▶ [GIVEN TASK]
Copy the listing below word for word, from the line with "Find the flower petal" up to and including its last line, and leave out everything before that line.

▶ [INFORMATION SUPPLIED]
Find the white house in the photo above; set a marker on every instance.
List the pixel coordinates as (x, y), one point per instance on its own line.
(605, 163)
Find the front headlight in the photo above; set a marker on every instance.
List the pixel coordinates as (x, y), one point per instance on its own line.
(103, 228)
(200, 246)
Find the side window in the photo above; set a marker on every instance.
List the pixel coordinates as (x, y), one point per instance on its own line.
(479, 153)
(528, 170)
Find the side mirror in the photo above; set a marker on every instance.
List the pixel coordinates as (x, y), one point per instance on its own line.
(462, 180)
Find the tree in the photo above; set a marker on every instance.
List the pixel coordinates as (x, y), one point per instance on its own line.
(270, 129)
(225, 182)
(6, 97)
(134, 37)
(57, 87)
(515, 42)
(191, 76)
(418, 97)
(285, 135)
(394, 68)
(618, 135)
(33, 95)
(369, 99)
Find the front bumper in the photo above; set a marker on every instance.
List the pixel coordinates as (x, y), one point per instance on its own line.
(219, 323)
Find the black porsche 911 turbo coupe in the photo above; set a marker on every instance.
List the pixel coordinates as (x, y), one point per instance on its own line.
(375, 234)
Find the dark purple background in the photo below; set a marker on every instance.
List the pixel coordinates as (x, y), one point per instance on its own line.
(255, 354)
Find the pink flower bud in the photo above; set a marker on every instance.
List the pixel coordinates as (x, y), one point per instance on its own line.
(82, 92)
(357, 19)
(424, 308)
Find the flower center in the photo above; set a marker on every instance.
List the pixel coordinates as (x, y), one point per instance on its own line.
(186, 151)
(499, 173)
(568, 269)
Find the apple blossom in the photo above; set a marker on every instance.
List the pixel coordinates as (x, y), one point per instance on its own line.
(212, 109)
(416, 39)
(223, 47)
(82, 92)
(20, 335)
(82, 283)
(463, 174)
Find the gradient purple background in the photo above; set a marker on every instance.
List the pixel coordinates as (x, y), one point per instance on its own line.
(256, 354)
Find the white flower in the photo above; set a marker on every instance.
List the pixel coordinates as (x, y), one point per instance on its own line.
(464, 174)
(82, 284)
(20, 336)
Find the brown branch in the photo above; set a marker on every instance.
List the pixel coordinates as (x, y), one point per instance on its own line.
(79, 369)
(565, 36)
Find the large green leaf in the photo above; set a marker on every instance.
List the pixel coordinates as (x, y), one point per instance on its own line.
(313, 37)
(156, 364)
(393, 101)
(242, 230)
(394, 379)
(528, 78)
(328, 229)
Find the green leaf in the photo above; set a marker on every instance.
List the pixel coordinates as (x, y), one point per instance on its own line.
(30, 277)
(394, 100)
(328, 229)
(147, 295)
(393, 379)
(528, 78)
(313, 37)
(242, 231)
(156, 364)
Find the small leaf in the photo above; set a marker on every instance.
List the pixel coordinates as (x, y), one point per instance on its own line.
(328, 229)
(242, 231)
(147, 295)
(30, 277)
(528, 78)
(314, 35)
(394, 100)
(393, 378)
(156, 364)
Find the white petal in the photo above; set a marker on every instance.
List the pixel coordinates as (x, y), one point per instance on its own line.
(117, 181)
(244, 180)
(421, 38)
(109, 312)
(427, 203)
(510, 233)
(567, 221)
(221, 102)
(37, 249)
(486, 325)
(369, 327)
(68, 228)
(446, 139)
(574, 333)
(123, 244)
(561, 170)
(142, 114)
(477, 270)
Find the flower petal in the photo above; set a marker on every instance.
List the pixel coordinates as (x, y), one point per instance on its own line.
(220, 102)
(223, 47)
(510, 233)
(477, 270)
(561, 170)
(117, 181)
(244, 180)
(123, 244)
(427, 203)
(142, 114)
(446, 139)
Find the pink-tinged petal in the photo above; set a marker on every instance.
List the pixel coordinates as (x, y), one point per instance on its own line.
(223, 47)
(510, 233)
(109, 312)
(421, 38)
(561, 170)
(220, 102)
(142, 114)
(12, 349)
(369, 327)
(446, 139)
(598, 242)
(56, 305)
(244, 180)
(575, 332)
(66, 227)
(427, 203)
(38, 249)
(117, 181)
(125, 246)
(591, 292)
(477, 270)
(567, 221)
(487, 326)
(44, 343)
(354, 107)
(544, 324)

▶ [ANSWER BELOW]
Find the flower petal in the photo above; set a marker on every instance.
List the pixel coordinates as (x, y), one point per instance on its own line.
(220, 102)
(223, 47)
(510, 233)
(477, 270)
(561, 170)
(117, 181)
(244, 180)
(123, 244)
(427, 203)
(142, 114)
(446, 139)
Find the pink-tinged petal in the photo above; set a marker on every instance.
List the pixel coordinates as (x, y), one point per instance on its own line.
(223, 47)
(510, 233)
(109, 312)
(421, 38)
(561, 170)
(220, 102)
(142, 114)
(12, 349)
(369, 327)
(446, 139)
(598, 242)
(56, 305)
(244, 180)
(575, 332)
(66, 227)
(427, 203)
(38, 249)
(117, 181)
(125, 246)
(591, 292)
(477, 270)
(567, 221)
(487, 326)
(44, 343)
(354, 107)
(544, 324)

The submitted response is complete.